==== Supplied records ====

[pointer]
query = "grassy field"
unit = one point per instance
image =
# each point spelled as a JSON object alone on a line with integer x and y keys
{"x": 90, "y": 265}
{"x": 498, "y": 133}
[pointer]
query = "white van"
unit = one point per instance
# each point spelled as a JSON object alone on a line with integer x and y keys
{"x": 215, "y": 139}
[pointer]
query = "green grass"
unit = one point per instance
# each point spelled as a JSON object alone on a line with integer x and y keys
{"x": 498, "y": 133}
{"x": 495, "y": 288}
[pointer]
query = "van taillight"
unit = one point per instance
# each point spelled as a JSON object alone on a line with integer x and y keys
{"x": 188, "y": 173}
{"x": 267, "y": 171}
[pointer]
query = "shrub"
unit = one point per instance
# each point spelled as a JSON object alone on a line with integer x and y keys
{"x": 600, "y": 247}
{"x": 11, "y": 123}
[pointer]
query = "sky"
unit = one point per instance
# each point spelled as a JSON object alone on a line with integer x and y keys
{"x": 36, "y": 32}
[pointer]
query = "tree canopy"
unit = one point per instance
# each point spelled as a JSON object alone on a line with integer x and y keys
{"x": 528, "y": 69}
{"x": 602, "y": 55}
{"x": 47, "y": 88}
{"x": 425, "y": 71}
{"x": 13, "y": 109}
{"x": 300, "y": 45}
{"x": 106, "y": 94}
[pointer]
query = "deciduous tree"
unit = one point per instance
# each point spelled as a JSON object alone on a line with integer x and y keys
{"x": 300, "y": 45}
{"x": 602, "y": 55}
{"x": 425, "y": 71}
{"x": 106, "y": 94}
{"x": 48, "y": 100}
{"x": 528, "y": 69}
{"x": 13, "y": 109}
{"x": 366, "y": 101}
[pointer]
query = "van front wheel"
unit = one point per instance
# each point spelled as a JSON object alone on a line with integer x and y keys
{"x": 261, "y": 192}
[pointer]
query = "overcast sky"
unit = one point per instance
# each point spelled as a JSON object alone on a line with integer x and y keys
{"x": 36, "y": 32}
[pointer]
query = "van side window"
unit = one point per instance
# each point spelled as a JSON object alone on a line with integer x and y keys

====

Collect every line of the items above that contains the string "query". Case matters.

> Answer to the task
query = "grassy field"
query = "white van"
query = "green grass"
query = "van taillight"
query = "shrub"
query = "sky"
query = "tree canopy"
query = "deciduous tree"
query = "van front wheel"
query = "overcast sky"
query = "van side window"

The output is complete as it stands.